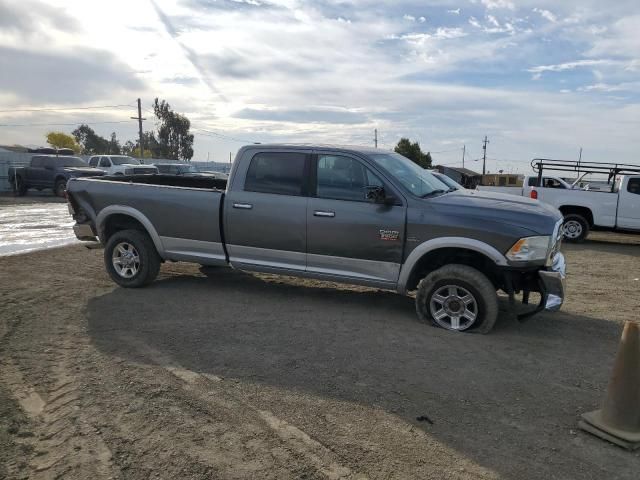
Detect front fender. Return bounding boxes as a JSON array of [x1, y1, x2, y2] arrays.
[[397, 237, 509, 295]]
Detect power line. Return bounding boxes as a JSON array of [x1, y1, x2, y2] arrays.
[[0, 104, 131, 113], [193, 127, 260, 143], [0, 120, 129, 127]]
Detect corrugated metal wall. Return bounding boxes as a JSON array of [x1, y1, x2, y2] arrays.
[[0, 151, 33, 192]]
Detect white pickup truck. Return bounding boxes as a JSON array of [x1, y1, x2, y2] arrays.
[[477, 164, 640, 242]]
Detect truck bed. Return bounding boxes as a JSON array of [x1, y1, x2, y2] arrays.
[[67, 175, 226, 265], [99, 174, 227, 191]]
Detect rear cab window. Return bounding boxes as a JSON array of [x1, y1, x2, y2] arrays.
[[244, 152, 307, 196]]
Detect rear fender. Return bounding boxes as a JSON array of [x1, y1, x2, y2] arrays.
[[96, 205, 165, 258]]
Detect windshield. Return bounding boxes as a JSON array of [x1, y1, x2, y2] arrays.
[[369, 152, 450, 197], [58, 157, 89, 167], [178, 165, 198, 173], [111, 157, 140, 165], [433, 173, 463, 190]]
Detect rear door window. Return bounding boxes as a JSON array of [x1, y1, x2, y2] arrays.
[[244, 152, 307, 195], [627, 178, 640, 195]]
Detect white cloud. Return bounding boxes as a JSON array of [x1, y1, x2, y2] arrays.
[[533, 8, 558, 23], [481, 0, 516, 10], [469, 17, 482, 28], [527, 59, 619, 74]]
•••
AIM OF THE EXERCISE: Scale the rows starting at the one that contains "Detect white cloud." and ending at the last row. Repeat each of them, requests included, and multiply every box coordinate in the answers by 2.6, rounding to whole numbers with halves going up. Leave the requests unchanged.

EXERCISE RESPONSE:
Detect white cloud. Return bounding boxes as a JSON array of [x1, y1, x2, y2] arrays.
[[1386, 21, 1451, 60], [1251, 0, 1342, 26], [1219, 44, 1253, 73], [1370, 153, 1609, 192]]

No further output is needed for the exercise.